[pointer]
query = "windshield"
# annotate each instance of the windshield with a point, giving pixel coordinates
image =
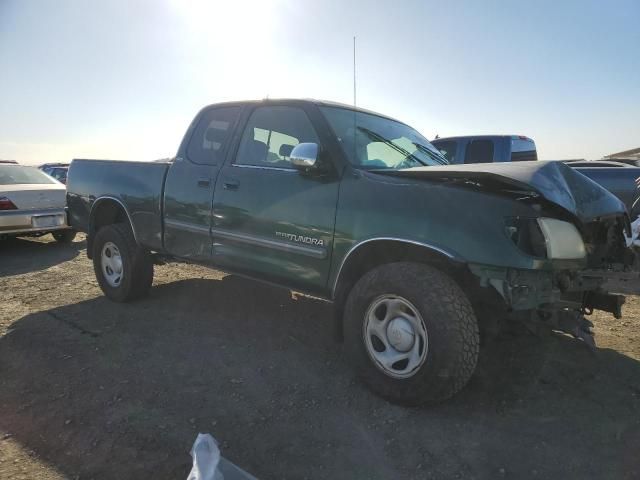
(371, 142)
(15, 175)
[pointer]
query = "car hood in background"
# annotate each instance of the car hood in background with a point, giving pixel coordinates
(553, 181)
(30, 196)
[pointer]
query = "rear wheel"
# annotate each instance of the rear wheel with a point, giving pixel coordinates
(411, 333)
(64, 236)
(124, 270)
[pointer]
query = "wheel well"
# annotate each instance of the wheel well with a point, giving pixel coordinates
(376, 253)
(104, 212)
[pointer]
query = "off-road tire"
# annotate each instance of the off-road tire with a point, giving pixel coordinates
(452, 329)
(137, 264)
(64, 236)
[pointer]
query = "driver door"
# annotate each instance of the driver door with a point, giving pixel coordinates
(269, 219)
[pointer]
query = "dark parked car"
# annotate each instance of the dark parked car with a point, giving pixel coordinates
(360, 209)
(56, 170)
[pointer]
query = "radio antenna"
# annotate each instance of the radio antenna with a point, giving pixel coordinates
(354, 72)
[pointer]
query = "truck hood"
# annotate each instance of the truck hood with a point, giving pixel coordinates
(554, 182)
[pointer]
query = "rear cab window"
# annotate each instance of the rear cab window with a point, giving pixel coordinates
(210, 138)
(479, 151)
(523, 149)
(448, 149)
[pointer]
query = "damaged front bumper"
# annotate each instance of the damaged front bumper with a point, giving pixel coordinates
(556, 298)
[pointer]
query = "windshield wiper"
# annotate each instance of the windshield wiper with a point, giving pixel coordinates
(377, 137)
(437, 158)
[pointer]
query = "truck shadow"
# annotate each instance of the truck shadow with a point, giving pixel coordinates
(103, 390)
(24, 255)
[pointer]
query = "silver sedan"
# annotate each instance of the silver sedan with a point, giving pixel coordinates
(32, 204)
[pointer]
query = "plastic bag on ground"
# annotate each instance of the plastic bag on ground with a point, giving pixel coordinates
(206, 457)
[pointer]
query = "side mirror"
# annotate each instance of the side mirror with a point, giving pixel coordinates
(304, 155)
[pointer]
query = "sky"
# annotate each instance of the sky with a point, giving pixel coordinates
(122, 79)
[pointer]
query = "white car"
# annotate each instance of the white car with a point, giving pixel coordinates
(32, 204)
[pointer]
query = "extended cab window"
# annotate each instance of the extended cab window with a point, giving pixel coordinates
(271, 134)
(208, 143)
(371, 141)
(479, 151)
(523, 149)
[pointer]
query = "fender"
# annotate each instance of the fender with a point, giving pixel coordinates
(433, 248)
(92, 215)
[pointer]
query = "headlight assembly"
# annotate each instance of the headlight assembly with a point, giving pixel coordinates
(546, 238)
(564, 242)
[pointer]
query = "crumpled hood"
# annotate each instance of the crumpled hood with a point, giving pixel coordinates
(554, 181)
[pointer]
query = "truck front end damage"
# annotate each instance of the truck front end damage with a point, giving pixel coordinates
(561, 291)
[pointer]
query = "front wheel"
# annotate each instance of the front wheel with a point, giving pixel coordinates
(124, 270)
(411, 333)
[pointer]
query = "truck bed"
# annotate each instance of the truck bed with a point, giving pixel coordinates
(139, 189)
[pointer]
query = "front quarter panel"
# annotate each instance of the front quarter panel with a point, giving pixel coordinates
(467, 225)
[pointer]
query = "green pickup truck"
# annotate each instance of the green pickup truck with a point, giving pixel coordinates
(419, 257)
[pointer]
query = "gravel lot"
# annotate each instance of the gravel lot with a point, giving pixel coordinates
(93, 389)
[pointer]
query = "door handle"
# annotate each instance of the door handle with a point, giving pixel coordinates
(230, 184)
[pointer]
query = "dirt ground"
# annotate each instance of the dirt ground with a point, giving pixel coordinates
(91, 389)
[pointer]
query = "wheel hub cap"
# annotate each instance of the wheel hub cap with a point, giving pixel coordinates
(400, 334)
(111, 262)
(395, 336)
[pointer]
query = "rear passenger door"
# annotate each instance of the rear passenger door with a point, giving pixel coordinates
(270, 220)
(188, 191)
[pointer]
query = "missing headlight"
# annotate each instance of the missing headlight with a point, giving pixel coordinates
(526, 234)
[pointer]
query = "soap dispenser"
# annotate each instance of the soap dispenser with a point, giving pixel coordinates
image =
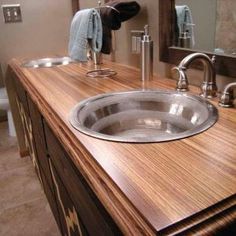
(146, 55)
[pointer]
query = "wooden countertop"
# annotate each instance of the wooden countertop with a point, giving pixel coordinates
(147, 188)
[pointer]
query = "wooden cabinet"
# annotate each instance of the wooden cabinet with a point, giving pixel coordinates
(23, 109)
(76, 208)
(70, 220)
(94, 216)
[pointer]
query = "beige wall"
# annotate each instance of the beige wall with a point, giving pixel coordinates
(204, 19)
(226, 26)
(44, 30)
(148, 15)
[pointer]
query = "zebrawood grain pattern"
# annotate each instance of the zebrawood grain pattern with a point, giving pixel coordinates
(146, 188)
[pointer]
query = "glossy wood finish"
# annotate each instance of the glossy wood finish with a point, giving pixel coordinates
(146, 188)
(225, 65)
(94, 217)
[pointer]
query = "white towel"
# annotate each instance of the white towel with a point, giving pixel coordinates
(86, 29)
(185, 21)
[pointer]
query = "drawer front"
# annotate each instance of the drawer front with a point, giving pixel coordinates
(69, 218)
(21, 93)
(39, 138)
(93, 214)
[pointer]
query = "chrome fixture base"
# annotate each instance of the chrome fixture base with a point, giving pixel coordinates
(227, 97)
(208, 87)
(143, 116)
(101, 73)
(48, 62)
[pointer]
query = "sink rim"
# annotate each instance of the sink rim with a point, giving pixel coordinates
(42, 62)
(212, 119)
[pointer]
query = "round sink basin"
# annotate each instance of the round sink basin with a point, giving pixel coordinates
(48, 62)
(143, 116)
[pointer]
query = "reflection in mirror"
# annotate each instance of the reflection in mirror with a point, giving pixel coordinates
(206, 25)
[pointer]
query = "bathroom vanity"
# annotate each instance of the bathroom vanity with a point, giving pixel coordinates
(98, 187)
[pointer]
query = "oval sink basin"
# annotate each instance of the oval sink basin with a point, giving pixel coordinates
(143, 116)
(48, 62)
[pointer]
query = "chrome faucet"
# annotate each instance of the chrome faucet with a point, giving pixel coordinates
(208, 86)
(227, 97)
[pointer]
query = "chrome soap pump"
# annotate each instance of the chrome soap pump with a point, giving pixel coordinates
(146, 55)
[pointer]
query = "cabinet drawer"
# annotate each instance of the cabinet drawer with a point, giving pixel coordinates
(93, 214)
(21, 93)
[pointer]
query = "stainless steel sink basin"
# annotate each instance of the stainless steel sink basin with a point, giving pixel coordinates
(143, 116)
(48, 62)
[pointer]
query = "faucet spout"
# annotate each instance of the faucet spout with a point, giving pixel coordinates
(227, 97)
(208, 87)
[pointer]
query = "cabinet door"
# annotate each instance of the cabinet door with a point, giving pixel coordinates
(93, 214)
(43, 158)
(70, 221)
(28, 132)
(39, 138)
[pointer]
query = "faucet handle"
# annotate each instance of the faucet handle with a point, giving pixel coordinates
(213, 59)
(182, 82)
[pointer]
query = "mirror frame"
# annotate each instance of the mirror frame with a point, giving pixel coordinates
(225, 65)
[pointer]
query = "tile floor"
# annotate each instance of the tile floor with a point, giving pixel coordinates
(24, 209)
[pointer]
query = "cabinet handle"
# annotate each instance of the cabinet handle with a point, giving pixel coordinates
(72, 220)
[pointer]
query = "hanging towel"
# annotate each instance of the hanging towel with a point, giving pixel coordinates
(111, 19)
(86, 29)
(185, 21)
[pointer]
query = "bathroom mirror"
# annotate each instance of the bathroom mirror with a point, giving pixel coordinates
(75, 6)
(170, 50)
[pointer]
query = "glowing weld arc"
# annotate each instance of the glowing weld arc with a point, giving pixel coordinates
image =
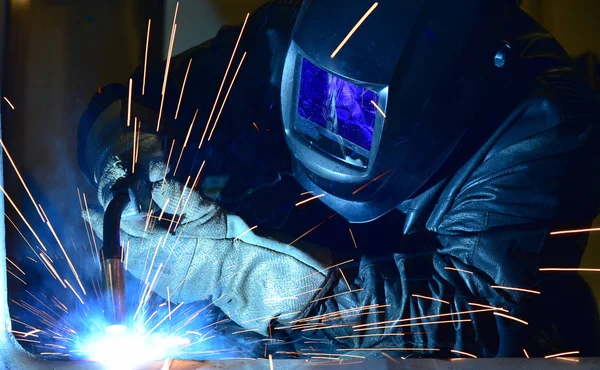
(353, 30)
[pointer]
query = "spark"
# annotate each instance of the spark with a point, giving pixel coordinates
(146, 57)
(364, 17)
(17, 267)
(23, 218)
(353, 240)
(67, 257)
(415, 324)
(310, 199)
(428, 317)
(575, 231)
(306, 233)
(370, 182)
(9, 103)
(569, 269)
(226, 96)
(168, 162)
(511, 317)
(567, 359)
(372, 335)
(336, 295)
(129, 105)
(346, 281)
(379, 109)
(183, 88)
(430, 298)
(21, 179)
(486, 306)
(463, 353)
(224, 78)
(516, 289)
(245, 232)
(161, 321)
(167, 65)
(459, 270)
(185, 142)
(562, 354)
(16, 277)
(388, 349)
(74, 292)
(134, 145)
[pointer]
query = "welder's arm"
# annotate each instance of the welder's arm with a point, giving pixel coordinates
(493, 231)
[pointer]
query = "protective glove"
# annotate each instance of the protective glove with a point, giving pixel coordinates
(210, 254)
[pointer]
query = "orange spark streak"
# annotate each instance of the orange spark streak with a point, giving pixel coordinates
(9, 103)
(146, 57)
(415, 324)
(459, 270)
(430, 298)
(569, 269)
(17, 267)
(370, 182)
(167, 65)
(66, 256)
(91, 227)
(575, 231)
(388, 349)
(23, 218)
(353, 240)
(511, 317)
(168, 162)
(353, 30)
(226, 96)
(562, 354)
(162, 211)
(134, 145)
(372, 335)
(517, 289)
(428, 317)
(21, 179)
(344, 277)
(224, 77)
(182, 89)
(185, 142)
(161, 321)
(129, 105)
(306, 233)
(379, 109)
(335, 295)
(16, 277)
(245, 232)
(74, 292)
(309, 199)
(463, 353)
(486, 306)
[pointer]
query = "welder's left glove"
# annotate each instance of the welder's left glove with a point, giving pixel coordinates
(211, 254)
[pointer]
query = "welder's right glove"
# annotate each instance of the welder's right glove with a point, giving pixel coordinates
(211, 254)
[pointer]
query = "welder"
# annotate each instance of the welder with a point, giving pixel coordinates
(444, 142)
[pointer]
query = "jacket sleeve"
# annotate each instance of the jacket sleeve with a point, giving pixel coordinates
(264, 40)
(490, 229)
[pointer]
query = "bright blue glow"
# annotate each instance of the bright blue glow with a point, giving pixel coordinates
(124, 350)
(341, 107)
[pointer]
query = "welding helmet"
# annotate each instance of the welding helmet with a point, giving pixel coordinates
(370, 124)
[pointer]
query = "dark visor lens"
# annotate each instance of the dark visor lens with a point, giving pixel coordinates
(339, 106)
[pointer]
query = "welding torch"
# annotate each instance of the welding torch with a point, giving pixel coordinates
(123, 204)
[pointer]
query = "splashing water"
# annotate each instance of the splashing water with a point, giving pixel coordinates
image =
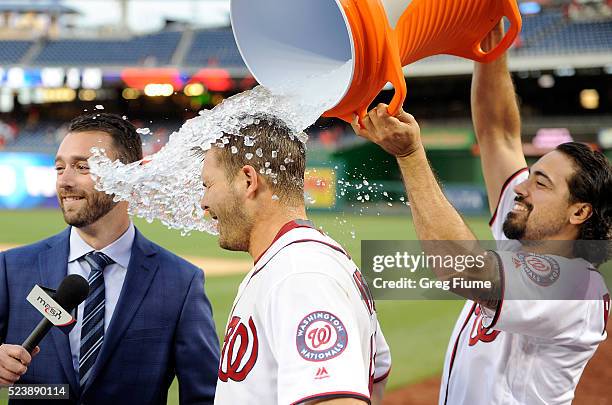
(167, 185)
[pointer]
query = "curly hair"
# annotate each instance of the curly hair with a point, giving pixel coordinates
(591, 183)
(126, 140)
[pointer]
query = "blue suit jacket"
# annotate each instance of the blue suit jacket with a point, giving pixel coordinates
(162, 327)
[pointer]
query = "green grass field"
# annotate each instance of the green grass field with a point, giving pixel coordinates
(417, 331)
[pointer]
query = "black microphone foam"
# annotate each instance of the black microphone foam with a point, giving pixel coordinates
(72, 291)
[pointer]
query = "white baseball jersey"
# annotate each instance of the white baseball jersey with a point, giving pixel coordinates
(527, 351)
(303, 327)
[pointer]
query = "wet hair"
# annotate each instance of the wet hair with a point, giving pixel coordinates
(127, 142)
(277, 153)
(591, 183)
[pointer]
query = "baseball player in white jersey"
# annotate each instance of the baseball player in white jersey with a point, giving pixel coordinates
(526, 351)
(303, 326)
(527, 339)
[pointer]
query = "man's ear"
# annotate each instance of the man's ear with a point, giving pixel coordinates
(581, 212)
(251, 181)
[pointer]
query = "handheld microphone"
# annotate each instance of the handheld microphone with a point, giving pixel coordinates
(72, 291)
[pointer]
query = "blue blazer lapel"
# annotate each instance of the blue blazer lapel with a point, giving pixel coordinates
(140, 274)
(53, 265)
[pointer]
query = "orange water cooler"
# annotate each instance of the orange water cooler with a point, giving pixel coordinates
(285, 41)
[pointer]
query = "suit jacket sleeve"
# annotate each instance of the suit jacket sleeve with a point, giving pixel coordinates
(3, 299)
(196, 347)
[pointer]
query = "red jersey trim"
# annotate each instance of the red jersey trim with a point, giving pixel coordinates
(501, 194)
(333, 394)
(452, 360)
(382, 377)
(294, 224)
(336, 248)
(502, 279)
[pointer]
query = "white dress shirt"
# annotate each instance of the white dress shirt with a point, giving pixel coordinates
(114, 275)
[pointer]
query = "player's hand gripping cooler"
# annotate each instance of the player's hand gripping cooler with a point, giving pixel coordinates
(293, 41)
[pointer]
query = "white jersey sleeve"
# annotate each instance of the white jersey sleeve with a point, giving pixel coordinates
(317, 340)
(550, 297)
(382, 360)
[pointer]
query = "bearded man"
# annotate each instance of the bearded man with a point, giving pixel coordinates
(146, 319)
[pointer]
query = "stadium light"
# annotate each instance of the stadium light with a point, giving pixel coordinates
(87, 95)
(130, 94)
(92, 78)
(589, 99)
(194, 89)
(159, 89)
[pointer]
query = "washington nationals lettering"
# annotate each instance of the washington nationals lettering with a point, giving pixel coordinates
(320, 336)
(237, 339)
(479, 333)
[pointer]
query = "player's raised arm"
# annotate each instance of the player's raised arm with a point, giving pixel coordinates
(438, 225)
(496, 119)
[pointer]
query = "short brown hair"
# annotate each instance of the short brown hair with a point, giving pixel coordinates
(126, 140)
(273, 149)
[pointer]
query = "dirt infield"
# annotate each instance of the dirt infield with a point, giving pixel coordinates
(595, 387)
(212, 266)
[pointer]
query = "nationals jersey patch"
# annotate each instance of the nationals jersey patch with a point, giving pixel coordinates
(542, 270)
(321, 336)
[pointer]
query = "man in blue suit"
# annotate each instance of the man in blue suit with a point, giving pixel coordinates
(146, 319)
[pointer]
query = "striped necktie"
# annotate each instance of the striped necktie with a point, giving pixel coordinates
(92, 329)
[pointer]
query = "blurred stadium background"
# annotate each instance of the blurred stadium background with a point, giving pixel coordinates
(53, 68)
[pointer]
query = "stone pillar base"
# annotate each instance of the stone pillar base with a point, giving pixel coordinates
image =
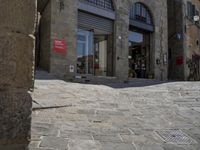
(15, 119)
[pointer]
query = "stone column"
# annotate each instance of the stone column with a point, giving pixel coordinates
(121, 40)
(16, 72)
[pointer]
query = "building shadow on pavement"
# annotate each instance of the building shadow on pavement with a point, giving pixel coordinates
(107, 81)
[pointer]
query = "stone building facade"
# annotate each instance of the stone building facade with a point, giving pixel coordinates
(184, 37)
(16, 72)
(62, 22)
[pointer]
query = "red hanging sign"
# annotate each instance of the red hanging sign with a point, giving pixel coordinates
(60, 46)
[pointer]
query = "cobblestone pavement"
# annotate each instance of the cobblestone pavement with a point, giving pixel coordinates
(141, 115)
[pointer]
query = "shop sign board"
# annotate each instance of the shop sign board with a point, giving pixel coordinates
(60, 46)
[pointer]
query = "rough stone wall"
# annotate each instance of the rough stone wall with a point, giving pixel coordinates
(45, 32)
(16, 72)
(175, 28)
(186, 46)
(192, 46)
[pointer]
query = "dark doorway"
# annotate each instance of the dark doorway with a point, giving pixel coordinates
(139, 54)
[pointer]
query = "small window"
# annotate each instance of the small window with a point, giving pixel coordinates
(140, 12)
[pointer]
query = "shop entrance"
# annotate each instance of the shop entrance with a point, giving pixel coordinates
(139, 54)
(94, 52)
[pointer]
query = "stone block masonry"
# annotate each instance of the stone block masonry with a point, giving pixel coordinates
(16, 72)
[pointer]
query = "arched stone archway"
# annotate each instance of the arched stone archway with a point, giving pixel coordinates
(158, 38)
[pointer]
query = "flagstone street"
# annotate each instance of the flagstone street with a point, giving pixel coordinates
(139, 115)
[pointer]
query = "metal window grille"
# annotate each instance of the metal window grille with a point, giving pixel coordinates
(105, 4)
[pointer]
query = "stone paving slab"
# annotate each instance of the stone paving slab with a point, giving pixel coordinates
(113, 116)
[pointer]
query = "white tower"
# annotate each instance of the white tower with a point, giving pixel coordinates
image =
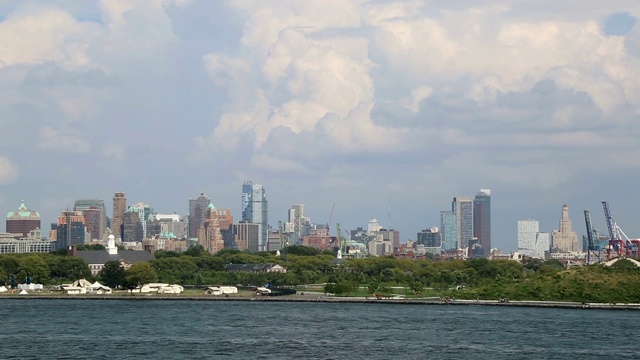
(111, 245)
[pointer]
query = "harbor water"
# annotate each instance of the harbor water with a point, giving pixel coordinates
(122, 329)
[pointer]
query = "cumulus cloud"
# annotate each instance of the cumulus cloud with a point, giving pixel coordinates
(8, 170)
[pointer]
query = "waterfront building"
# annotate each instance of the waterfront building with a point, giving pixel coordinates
(70, 229)
(431, 239)
(33, 243)
(117, 219)
(373, 227)
(197, 213)
(247, 236)
(171, 225)
(97, 258)
(448, 230)
(564, 239)
(298, 223)
(255, 209)
(132, 226)
(463, 210)
(144, 214)
(531, 242)
(482, 221)
(95, 216)
(209, 235)
(22, 221)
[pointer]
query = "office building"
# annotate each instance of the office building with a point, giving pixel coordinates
(482, 221)
(117, 219)
(197, 214)
(532, 242)
(247, 236)
(255, 209)
(95, 215)
(70, 229)
(449, 230)
(564, 239)
(22, 221)
(463, 210)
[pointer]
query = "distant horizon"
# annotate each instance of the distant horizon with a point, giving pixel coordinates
(387, 108)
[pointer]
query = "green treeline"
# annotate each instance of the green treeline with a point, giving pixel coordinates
(470, 279)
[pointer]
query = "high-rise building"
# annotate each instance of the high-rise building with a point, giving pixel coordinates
(132, 226)
(197, 214)
(117, 219)
(564, 239)
(482, 220)
(98, 229)
(463, 210)
(22, 221)
(532, 242)
(298, 223)
(210, 235)
(448, 230)
(70, 229)
(144, 213)
(254, 209)
(92, 221)
(247, 235)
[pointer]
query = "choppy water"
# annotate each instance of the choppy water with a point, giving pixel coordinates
(99, 329)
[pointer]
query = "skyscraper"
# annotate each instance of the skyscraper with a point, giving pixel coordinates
(482, 220)
(119, 208)
(197, 214)
(96, 223)
(70, 229)
(531, 241)
(254, 209)
(564, 239)
(449, 230)
(463, 210)
(22, 221)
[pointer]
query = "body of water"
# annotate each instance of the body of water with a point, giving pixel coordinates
(100, 329)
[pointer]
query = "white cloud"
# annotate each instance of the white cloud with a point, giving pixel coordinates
(8, 171)
(63, 140)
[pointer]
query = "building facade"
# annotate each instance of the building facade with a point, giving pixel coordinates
(247, 236)
(448, 230)
(255, 209)
(197, 213)
(482, 220)
(532, 242)
(564, 239)
(95, 215)
(22, 221)
(70, 229)
(463, 210)
(117, 219)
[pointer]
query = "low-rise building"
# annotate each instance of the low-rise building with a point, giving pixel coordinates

______

### TASK REQUIREMENTS:
Answer with a single number, the count of lines above that contain "glowing".

### SOLUTION BELOW:
2